◆ **Data shown**:
·····
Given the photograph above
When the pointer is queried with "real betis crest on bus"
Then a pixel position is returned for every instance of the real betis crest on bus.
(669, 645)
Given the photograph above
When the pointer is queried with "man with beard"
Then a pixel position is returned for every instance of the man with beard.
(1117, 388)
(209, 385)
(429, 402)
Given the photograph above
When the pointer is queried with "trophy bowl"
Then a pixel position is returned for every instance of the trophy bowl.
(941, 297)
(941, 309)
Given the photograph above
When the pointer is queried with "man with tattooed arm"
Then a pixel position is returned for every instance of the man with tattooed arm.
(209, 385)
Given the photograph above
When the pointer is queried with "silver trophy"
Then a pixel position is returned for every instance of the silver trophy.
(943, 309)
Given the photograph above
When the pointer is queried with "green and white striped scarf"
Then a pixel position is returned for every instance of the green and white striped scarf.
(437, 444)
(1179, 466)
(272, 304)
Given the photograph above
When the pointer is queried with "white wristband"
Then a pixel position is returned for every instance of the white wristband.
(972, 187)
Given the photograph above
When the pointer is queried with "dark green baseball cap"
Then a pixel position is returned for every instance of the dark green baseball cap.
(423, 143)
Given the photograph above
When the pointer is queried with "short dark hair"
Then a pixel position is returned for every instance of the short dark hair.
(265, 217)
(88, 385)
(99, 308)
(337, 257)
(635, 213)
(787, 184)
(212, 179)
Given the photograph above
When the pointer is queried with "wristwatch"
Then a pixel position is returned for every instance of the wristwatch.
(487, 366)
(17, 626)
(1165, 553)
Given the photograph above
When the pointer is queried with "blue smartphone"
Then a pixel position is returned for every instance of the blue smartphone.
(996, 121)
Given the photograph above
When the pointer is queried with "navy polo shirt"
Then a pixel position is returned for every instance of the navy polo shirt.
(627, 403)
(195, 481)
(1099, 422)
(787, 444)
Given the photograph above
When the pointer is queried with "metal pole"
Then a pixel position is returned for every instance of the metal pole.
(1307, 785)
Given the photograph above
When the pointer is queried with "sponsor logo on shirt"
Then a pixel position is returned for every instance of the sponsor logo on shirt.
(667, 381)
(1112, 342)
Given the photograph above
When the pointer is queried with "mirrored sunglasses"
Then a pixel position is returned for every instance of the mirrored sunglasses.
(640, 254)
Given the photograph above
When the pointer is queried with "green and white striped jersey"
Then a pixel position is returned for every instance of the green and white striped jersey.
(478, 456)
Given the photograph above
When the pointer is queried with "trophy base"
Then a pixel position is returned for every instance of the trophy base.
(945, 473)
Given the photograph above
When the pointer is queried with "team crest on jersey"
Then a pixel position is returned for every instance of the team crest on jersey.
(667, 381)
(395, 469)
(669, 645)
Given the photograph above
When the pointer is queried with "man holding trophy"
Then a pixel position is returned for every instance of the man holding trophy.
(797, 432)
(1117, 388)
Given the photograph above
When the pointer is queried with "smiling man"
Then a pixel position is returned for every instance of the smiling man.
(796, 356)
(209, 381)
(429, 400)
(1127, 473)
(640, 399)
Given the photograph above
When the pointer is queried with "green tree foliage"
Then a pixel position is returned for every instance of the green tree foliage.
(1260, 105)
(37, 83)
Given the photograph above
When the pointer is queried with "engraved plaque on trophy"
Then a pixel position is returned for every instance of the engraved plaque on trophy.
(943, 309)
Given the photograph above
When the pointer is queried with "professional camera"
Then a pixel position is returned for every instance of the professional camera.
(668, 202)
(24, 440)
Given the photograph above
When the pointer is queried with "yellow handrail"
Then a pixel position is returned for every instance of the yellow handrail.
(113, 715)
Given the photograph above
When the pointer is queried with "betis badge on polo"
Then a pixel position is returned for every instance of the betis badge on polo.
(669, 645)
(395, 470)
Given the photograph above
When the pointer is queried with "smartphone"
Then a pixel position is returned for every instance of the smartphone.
·····
◆ **Exercise instructions**: Go through the records above and retype each one exactly.

◆ **In response**:
Given the photograph above
When the pointer is queried with "real betis crest on bus"
Then a pixel position is returned for every instance of the real betis crest on bus.
(669, 645)
Given the photograph above
When the pointer is queried with "man with beard"
Then a pixel position is returned for every instance of the man with beard.
(1117, 388)
(209, 385)
(429, 402)
Given the photograph above
When the pointer is queried with "trophy bowl"
Then a pixel position is returned for every instance of the trophy bowl.
(941, 297)
(941, 309)
Given the photograph above
When the pointer is queried with "man with tattooed arm"
Then a pixel position is returned for every instance of the man with tattooed arm.
(209, 385)
Given the photograph above
When the pointer is queried with "silver trophy"
Then a pixel position is returned for every instance of the silver trophy.
(943, 309)
Given the photograph above
When the pointer is queried with "green and white striped scarf"
Then a pixel position is returned for every instance of the green and white striped scarf.
(437, 444)
(1179, 466)
(272, 304)
Given the photograph above
When the pointer is queried with "white wristband"
Then a pixel position is returned for every instance of the white wristband.
(972, 187)
Given the photograph above
When the pointer is queried with "dark green baseball cap"
Then a pixel position is returned for every instance of the dark green baseball cap.
(423, 143)
Given the photograph above
When the pointer is queried with "short dark hair"
Then a pixel position is returned for every instance of the short dark hair.
(265, 217)
(88, 385)
(99, 308)
(337, 257)
(635, 213)
(787, 184)
(212, 179)
Given the photograph above
When the pointer is queried with "wristwatch"
Then a pixel position is returned for every instance of the wristwatch.
(487, 366)
(17, 626)
(1165, 553)
Given the photograph above
When the pointer is queried with "blue smartphone"
Then a pixel position is returned for every instance of the blue smartphone.
(996, 121)
Given the photograph above
When the pointer is queried with "navy polo shirt"
Then a pixel position is returned for every instance of the navy polo shirt.
(627, 403)
(195, 481)
(1099, 422)
(787, 444)
Given the photograph above
When the pointer is queried with "metal pole"
Then a pixel position is returned for every instance of the metal pole.
(1307, 785)
Given the photograph above
When the pointer is queried with "sponsor logo on shirt"
Then a pixel position is returned for every instance of the sponsor logo on shirt.
(667, 381)
(1112, 342)
Given the photograph above
When the pointer is queried with "mirrored sunglasses"
Then a pixel position is returned for every instance of the mirrored sunglasses.
(640, 254)
Given the photograph above
When the pointer is queried with "green and white striped jersey"
Then a pixel position is returned for every instance of the green and white striped jersey.
(478, 456)
Given the photograph above
When the pointer is queried with "trophy base"
Then a pixel position is returned for every instance of the trophy base.
(945, 473)
Given the photograph above
When the pointer is queried with "team crest on jersey"
Then a pixel position is returned for every instance of the team crest on jersey.
(667, 381)
(395, 469)
(669, 645)
Given the photograph above
When the pointer is queried with "man holding trophy"
Then a pixel position is returned for every instance of the man holding trophy.
(797, 432)
(1117, 388)
Given the photograph above
When the pointer is queried with "smiling man"
Then a pixel position is returned for every instance of the smiling man.
(796, 356)
(209, 381)
(429, 400)
(1127, 473)
(640, 399)
Given the photograph above
When the pointer is queried with "green tree foliage"
Then a pixel position is returned for every instance of the green tree foliage.
(1260, 105)
(37, 83)
Given the photograph above
When the pointer is queried with "engraved plaque on trophy"
Then a pixel position is returned for every instance of the engraved plaque on trophy.
(943, 309)
Given the photograph above
When the pointer is queried with "professional camera"
Then a pixel position is returned for every instance of the professional camera.
(668, 202)
(24, 440)
Given the photograph above
When the pointer is queried with "yellow handrail"
Then a pixel position is returned for every instance of the yellow handrail.
(113, 715)
Given the photograph above
When the pointer is queried with "betis badge on polo"
Then a pixel position is returned for every instance of the betis badge on polo.
(669, 645)
(395, 470)
Given the photograph above
When the pointer is queried with "smartphone"
Then a pixel position is returned for every instance of the smartphone.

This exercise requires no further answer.